Soldiers do not rebel.
A soldier is the most apolitical person you can ever find. They serve their country and the person who stands next to them so that others may sit at home and criticise those who are doing what they are unable to do them selves.
I served, fought and bled for my country in the first gulf war and was called a murderer and baby killer. I am guilty of neither, but I am guilty of defending your right to say those things and call me those names even though you know not of what you speak.
NO ONE wants peace more than a soldier for they are the ones who spend their life to buy it.
Well put. Perhaps it’s the politicians who should be made to experience loss and wounding before sending soldiers out to die. That said, wars do start too easily and end with too much difficulty.
If the politicians were made to see first hand and to serve themselves then perhaps wars would end for all times.
I sincerely doubt it. Many dictators began as or later became the head of their army. All that would get us is more hardened politicians.
Does being the head of the army really count as serving?
Since you’re so apolitical, why should we take seriously your opinion that what you did in Iraq was in any way necessary (rather than harmful) to our safety and freedoms?
A number of psychological experiments have shown that humans still inherit many of the social mores more readily observed (or at least openly acknowledged) in pack animals, such as wolves. Humans will do things in a group they would not when alone. Humans will obey the alpha… even when it is something they would not normally do of their own conscience. If anything, the broader social structure we have further removes the individual from those doing the decision making, especially in military organizations, such that direct challenges are practically impossible, even in situations where they haven’t been conditioned to accept such leadership decisions unquestioningly with knowledge of swift and severe reprimand should they not (generally the case in military hierarchies). The inherent conflict in following orders which an individual finds against their nature is more often a way to strip away that side of their nature than a way to stop their following such commands, it seems.
Better would it be if all the political leaders who chose to go to war had to make a definite and permanent sacrifice. Perhaps ritual suicide at the end of their terms would be going too far, but some form of monastic imprisonment might not be. Immediate costs on followers mostly only inure them–or drive them mad, if there is a difference. Let the weight fall where it should.

※ ※ ※

Stated task A
Count the lines in the records below that contain the string "desk", treating uppercase and lowercase as different, and give only that number.

(Collected data entries)
※ ※ ※

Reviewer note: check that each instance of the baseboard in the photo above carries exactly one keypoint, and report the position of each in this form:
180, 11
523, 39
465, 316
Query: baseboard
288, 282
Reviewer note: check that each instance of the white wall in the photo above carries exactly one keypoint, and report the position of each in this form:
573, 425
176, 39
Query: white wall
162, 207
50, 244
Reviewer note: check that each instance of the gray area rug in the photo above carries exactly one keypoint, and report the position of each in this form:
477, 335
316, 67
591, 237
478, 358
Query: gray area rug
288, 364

※ ※ ※

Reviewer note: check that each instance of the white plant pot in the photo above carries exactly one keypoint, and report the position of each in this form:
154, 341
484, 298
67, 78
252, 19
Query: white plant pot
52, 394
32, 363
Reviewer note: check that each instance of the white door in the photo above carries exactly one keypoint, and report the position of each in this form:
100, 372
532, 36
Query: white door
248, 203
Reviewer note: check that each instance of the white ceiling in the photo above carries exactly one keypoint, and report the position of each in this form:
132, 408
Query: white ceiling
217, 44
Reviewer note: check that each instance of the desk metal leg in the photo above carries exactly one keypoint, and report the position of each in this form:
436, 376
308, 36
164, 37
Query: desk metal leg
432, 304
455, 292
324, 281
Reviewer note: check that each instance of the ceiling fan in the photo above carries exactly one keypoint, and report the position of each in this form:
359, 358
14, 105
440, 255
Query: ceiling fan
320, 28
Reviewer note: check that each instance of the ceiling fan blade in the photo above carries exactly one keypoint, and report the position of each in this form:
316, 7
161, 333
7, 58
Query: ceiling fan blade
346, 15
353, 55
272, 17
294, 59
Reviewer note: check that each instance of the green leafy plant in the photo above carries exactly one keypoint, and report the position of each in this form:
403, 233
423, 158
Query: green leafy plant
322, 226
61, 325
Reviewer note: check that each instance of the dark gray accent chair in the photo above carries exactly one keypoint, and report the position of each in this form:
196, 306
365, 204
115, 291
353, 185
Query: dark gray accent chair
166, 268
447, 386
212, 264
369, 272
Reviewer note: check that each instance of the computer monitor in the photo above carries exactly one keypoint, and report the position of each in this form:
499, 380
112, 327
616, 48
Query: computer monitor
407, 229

※ ※ ※

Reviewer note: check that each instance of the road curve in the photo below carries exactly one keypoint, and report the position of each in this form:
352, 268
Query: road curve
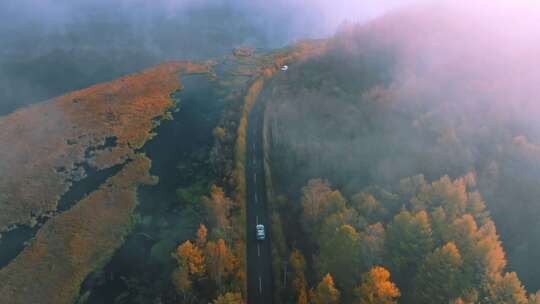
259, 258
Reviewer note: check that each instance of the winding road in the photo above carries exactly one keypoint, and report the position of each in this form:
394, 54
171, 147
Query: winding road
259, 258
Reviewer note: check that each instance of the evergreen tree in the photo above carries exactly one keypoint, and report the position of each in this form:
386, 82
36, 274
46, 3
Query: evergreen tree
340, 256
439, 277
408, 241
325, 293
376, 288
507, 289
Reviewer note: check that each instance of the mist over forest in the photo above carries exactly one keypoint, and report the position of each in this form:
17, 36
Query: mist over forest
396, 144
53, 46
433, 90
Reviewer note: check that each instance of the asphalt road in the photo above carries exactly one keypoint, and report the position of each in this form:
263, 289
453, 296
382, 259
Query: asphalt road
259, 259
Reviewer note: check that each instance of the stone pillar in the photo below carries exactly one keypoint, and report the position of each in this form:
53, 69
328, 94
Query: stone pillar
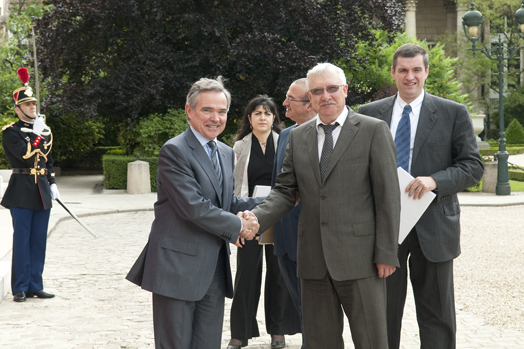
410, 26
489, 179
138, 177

※ ※ ※

Stated task B
Transcribe the whole comment thread on soldiers and politics from above, word for word.

Worked solution A
2

Worked solution B
Soldiers do not rebel.
A soldier is the most apolitical person you can ever find. They serve their country and the person who stands next to them so that others may sit at home and criticise those who are doing what they are unable to do them selves.
I served, fought and bled for my country in the first gulf war and was called a murderer and baby killer. I am guilty of neither, but I am guilty of defending your right to say those things and call me those names even though you know not of what you speak.
NO ONE wants peace more than a soldier for they are the ones who spend their life to buy it.
Well put. Perhaps it’s the politicians who should be made to experience loss and wounding before sending soldiers out to die. That said, wars do start too easily and end with too much difficulty.
If the politicians were made to see first hand and to serve themselves then perhaps wars would end for all times.
I sincerely doubt it. Many dictators began as or later became the head of their army. All that would get us is more hardened politicians.
Does being the head of the army really count as serving?
Since you’re so apolitical, why should we take seriously your opinion that what you did in Iraq was in any way necessary (rather than harmful) to our safety and freedoms?
A number of psychological experiments have shown that humans still inherit many of the social mores more readily observed (or at least openly acknowledged) in pack animals, such as wolves. Humans will do things in a group they would not when alone. Humans will obey the alpha… even when it is something they would not normally do of their own conscience. If anything, the broader social structure we have further removes the individual from those doing the decision making, especially in military organizations, such that direct challenges are practically impossible, even in situations where they haven’t been conditioned to accept such leadership decisions unquestioningly with knowledge of swift and severe reprimand should they not (generally the case in military hierarchies). The inherent conflict in following orders which an individual finds against their nature is more often a way to strip away that side of their nature than a way to stop their following such commands, it seems.
Better would it be if all the political leaders who chose to go to war had to make a definite and permanent sacrifice. Perhaps ritual suicide at the end of their terms would be going too far, but some form of monastic imprisonment might not be. Immediate costs on followers mostly only inure them–or drive them mad, if there is a difference. Let the weight fall where it should.